### INSTRUCTIONS FOR THE TASK:
Set down the material once more, exactly as it appears.

Start MATERIAL FOR THE TASK

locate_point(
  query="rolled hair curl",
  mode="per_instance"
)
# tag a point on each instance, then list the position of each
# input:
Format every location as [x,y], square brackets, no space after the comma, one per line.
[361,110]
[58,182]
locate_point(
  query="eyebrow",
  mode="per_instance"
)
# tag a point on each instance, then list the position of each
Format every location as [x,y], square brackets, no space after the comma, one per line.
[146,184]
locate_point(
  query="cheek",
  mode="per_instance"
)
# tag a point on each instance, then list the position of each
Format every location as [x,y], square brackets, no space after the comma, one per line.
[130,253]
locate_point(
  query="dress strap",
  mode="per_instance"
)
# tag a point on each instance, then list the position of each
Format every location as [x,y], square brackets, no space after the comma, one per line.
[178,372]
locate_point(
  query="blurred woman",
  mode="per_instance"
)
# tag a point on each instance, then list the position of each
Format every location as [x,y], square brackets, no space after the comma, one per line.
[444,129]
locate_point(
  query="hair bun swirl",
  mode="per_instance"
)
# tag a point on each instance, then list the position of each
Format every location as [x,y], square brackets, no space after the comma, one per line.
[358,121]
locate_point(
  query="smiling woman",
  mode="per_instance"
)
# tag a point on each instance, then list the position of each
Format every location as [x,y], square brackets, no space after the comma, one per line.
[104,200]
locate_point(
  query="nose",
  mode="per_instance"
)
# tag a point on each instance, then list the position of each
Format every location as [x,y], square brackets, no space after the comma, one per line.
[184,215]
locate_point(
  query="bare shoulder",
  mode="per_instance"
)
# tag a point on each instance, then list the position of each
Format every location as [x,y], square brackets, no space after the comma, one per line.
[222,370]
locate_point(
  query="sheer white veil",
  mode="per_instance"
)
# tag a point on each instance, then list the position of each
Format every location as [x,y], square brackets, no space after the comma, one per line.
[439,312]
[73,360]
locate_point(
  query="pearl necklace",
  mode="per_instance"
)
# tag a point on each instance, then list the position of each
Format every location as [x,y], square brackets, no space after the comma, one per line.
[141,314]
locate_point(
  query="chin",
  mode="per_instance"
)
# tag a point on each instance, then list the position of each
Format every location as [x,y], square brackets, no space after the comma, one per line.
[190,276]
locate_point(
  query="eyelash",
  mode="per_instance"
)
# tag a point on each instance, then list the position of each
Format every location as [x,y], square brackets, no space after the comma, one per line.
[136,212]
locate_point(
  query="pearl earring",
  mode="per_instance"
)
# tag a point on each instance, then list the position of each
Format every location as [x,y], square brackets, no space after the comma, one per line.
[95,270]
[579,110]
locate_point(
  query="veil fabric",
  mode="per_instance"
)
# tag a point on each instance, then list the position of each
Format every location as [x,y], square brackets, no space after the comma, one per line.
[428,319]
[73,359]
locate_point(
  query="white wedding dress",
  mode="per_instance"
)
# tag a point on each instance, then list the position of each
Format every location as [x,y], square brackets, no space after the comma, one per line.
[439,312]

End MATERIAL FOR THE TASK

### RESPONSE TO THE TASK:
locate_point(
  query="rolled hair curl",
  mode="per_instance"
)
# tag a point on each instance, then list the position of each
# input:
Format every location as [x,y], square brackets, no space after the comma, one per line.
[361,110]
[58,182]
locate_point(
  query="eyebrow",
  mode="per_instance"
)
# tag a point on each instance, then list the position of each
Format every location as [x,y], square brackets, no space after the comma, one per line.
[146,184]
locate_point(
  query="cheek",
  mode="per_instance"
)
# tag a point on each instance, then list the position of each
Format every location as [x,y], square brackets, no space after the comma, one per line.
[130,253]
locate_point(
  query="dress strap",
  mode="per_instance"
)
# tag a point on each instance, then list the position of each
Format every location as [x,y], square brackets, no space after the comma, one per line.
[178,372]
locate_point(
  query="blurred woman",
  mode="per_instance"
)
# tag a point on each instance, then list the position of each
Format every location as [x,y], square brackets, no space after the comma, one per line.
[444,129]
locate_point(
  query="hair bun swirl",
  mode="per_instance"
)
# tag a point on each instance, then list the position of each
Format every location as [x,y], square brackets, no space after the comma, one per line.
[358,121]
locate_point(
  query="smiling woman",
  mode="per_instance"
)
# tag a point on each instance, then list the position of each
Format every location as [x,y], square brackets, no space after the comma, one per line.
[104,200]
locate_point(
  query="nose",
  mode="per_instance"
)
# tag a point on each instance, then list the position of each
Format every location as [x,y], square brackets, no space after the comma, one per line.
[184,215]
locate_point(
  query="bare shoulder",
  mode="per_instance"
)
# tag a point on each instance, then list the position of each
Format every location as [x,y], square brackets, no space after the comma, one per line.
[222,370]
locate_point(
  query="sheer white veil",
  mode="per_instance"
)
# tag a point on each instance, then list the position of each
Format every location as [x,y], square brackets, no space after the comma, one per line.
[439,312]
[73,360]
locate_point(
  query="pearl necklace",
  mode="per_instance"
)
# tag a point on each instance, then list the position of each
Format every location as [x,y], square brackets, no space after the comma, one per line.
[141,314]
locate_point(
  query="chin",
  mode="per_instance"
)
# tag a point on each instance, then list the position of each
Format every location as [x,y], square brackets, no space after the comma, one per line.
[190,276]
locate_point(
  query="eyelash",
  mode="per_instance"
)
# tag a point on each instance, then list the position of each
Format every location as [x,y], square brackets, no space after the comma, one per line.
[136,212]
locate_point(
  query="pearl earring",
  mode="per_instance"
)
# tag a point on each instance, then list the position of each
Format every location as [x,y], square brackets, no space after the comma, one per line.
[95,270]
[579,110]
locate_point(
  query="veil fabric",
  mode="per_instance"
)
# tag a point on each instance, then list the position of each
Format every location as [x,y], square brackets, no space after the comma, one per line.
[428,319]
[73,359]
locate_point(
  query="white wedding dress",
  mode="per_instance"
)
# tag a point on each instance, then list the position of each
Format every location as [x,y], square brackets, no space after the comma, one per line.
[439,312]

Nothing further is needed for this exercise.